The second key area of focus are the chemicals and ingredients used to create rubber and the lasting environmental impact that they can potentially have on the environment, which I spoke about a few minutes ago. The real problem is a lack of awareness amongst end-users about the damage they are doing to the environment simply by buying unregulated imported belt. As a company, we do all we can to provide guidance and education on the subject but it is a constant battle to win hearts and minds. I am pleased to say that my colleagues in sales and marketing are telling me that attitudes are starting to change and that a growing number of customers are becoming more environmentally aware, so that fills me with hope.
The production process
KdH: The actual production process has not changed fundamentally for a great many years and much of the machinery is often old and not as energy efficient as it might be.
BN:So what has your company been doing to improve energy efficiency?
KdH: Especially during the past ten years or so, we have invested many millions of euros replacing outdated machines and building new, technically advanced production lines. This not only reduces our carbon footprint it also improves the overall efficiency of our business and uses less energy so the truth of the matter is that we win both ways. The fact is that energy saving forms a part of every project plan regarding process efficiency or capex projects. This also includes the constant development work that our engineers are carrying out in the search for new and improved products. The best example of this has been the development of a new type of belt construction that possesses a huge number of technical and environmental advantages.
Dunlop have invested millions in new, energy-efficient production equipment
The most common type of belt has an inner carcass consisting of multiple layers of polyester and nylon fabric with a thick rubber outer coating. What our engineers have done is create a single-ply carcass using an amazingly tough patented fabric that is exclusively made in our sister company’s in-house fabric weaving facility in the USA. The result was Dunlop Ultra X, which is a unique single-ply, super-strength belt that has far greater resistance to ripping, tearing and impact compared to traditional 3-ply or even 4-ply belting. This increased durability means that Ultra X provides a much longer working lifetime. Very importantly, it is also on average 10% lighter than its multi-ply counterpart so it uses less energy during operation.

→ EXTRACTED DATA:
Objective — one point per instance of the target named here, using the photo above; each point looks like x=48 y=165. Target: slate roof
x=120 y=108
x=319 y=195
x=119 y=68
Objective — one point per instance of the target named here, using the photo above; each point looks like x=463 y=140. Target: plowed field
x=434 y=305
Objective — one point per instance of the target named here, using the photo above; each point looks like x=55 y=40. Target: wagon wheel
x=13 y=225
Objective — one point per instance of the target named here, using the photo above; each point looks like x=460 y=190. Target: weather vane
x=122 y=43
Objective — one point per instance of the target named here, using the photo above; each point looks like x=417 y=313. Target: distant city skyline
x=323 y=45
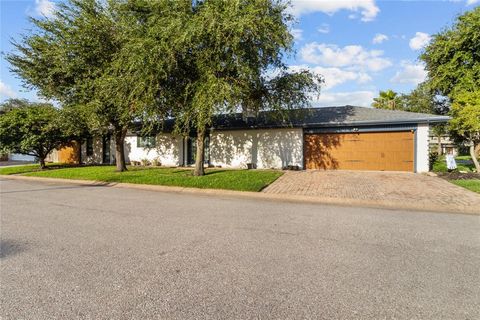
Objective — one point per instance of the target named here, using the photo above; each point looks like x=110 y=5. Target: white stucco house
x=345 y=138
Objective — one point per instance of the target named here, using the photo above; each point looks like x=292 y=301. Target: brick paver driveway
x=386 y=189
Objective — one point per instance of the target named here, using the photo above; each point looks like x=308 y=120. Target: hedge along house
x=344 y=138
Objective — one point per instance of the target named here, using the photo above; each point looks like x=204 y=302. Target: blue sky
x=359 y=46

* * *

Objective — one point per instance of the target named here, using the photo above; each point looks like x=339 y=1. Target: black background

→ WHAT THE TASK REQUIRES: Carry on the interview about rubber belt production and energy efficiency, starting after its last sentence.

→ RESPONSE TO THIS EXERCISE:
The way forward – single ply belts that are superior to traditional multi-ply in every respect
BN:But how does this new type of belt contribute to your sustainable growth ambitions?
KdH: Quite simply, having a single-ply construction helps to maximise production efficiency because there are fewer production runs. Another advantage is that not having a rubber skim between the plies results in a thinner, stronger carcass while also reducing the amount of rubber needed. Yet another advantage is that we can make longer production runs at maximum width, which further improves efficiency and, very importantly, minimises the amount of energy consumed. Sales of Ultra X on both sides of the Atlantic are going very well and we are increasing the range. Having a unique product like this that is also environmentally friendly is already contributing to our sustainable growth ambitions and also the ambitions of our customers.
In our hands
BN:Thank you Kerstin. Do you have any final comments or messages?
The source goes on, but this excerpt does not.